■ **AUFGABE A**
Ersetze im Textauszug über das Ausgeizen von Tomaten von „Auf der Suche“ bis „nicht weiter wächst.“ das Wort „Haupttrieb“ durch „Leittrieb“ und gib diesen Abschnitt wieder.
■ **AUFGABE B**
Fasse den Textauszug über das Ausgeizen von Tomaten in zwei Sätzen zusammen.

■ **AUSGEWÄHLTER TEXTAUSZUG**
* * * * *

Auf der Suche nach dem Haupttrieb…
Vor allem meine lieben Fleischtomaten bilden gerne mehrere Triebe. Oft ist nicht sofort erkennbar welcher der Haupttrieb ist. Hier lasse ich erstmal beide Triebe stehen und nach der ersten Blüte habe ich dann die Qual der Wahl: Ein Trieb wird gekappt, der andere darf stehen bleiben und weiter wachsen.
Haben sich an der Spitze mehrere Triebe gebildet (Bild unten links), dann warte ich mit dem Ausgeizen noch ein paar Tage und hoffe, dass der Haupttrieb dann erkennbar ist. Falls nicht, entscheide ich mich für einen Trieb, der weiter wachsen darf. Die anderen werden gekappt.
Hier ist ein weiteres Beispiel, wo Tomaten einen Geiztrieb ausbilden: im Anschluss an einen Fruchtstand (genau hinsehen: an der rechten Frucht nach oben). Hier habe ich die Triebspitze gekappt, dass er nicht weiter wächst.
Rund ums Ausgeizen und die Tomatenpflege
- Ausgeizen sollte man am besten vormittags und bei gutem Wetter, dass die Wunden schnell verheilen. So ist das Risiko geringer, dass Krankheitserreger in die Pflanze kommen.
- Je kleiner der Geiztrieb desto kleiner die Wunde, die beim Ausgeizen entsteht, und desto kleiner das Risiko, dass darüber Krankheitserreger in die Tomatenpflanze gelangen. Deshalb sollte man die Geiztriebe auch nicht mit einem Werkzeug, wie z.B. einem Messer, entfernen. Es könnten Krankheitserreger an dem Messer sein.

* * * * *

■ **DATENSÄTZE**
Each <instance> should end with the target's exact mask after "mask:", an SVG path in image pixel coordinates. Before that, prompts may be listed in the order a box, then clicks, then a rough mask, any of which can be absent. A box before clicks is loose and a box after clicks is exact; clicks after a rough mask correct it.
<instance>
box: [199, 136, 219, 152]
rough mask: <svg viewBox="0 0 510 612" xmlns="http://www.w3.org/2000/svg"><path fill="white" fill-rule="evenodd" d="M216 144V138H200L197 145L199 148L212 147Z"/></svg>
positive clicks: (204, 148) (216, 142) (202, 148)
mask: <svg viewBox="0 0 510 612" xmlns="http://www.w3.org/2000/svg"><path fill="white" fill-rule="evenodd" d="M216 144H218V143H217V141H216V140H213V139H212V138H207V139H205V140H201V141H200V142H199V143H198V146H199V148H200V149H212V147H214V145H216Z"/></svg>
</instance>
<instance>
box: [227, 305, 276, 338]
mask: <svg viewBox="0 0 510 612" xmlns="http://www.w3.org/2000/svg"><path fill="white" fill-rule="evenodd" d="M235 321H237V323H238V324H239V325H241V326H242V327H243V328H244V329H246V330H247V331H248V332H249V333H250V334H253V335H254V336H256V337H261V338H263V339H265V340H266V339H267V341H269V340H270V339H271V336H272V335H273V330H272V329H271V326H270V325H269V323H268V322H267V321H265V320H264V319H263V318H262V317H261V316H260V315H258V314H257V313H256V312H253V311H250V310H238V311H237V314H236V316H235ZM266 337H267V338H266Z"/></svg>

* * * * *

■ **LÖSUNG A**
Auf der Suche nach dem Leittrieb…
Vor allem meine lieben Fleischtomaten bilden gerne mehrere Triebe. Oft ist nicht sofort erkennbar welcher der Leittrieb ist. Hier lasse ich erstmal beide Triebe stehen und nach der ersten Blüte habe ich dann die Qual der Wahl: Ein Trieb wird gekappt, der andere darf stehen bleiben und weiter wachsen.
Haben sich an der Spitze mehrere Triebe gebildet (Bild unten links), dann warte ich mit dem Ausgeizen noch ein paar Tage und hoffe, dass der Leittrieb dann erkennbar ist. Falls nicht, entscheide ich mich für einen Trieb, der weiter wachsen darf. Die anderen werden gekappt.
Hier ist ein weiteres Beispiel, wo Tomaten einen Geiztrieb ausbilden: im Anschluss an einen Fruchtstand (genau hinsehen: an der rechten Frucht nach oben). Hier habe ich die Triebspitze gekappt, dass er nicht weiter wächst.

■ **LÖSUNG B**
Bilden Tomaten, vor allem Fleischtomaten, mehrere Triebe und ist der Haupttrieb nicht erkennbar, wartet man zunächst ab und kappt dann alle Triebe bis auf einen. Ausgeizen sollte man vormittags bei gutem Wetter, möglichst bei kleinen Geiztrieben und ohne Werkzeug wie ein Messer, damit das Risiko durch Krankheitserreger gering bleibt.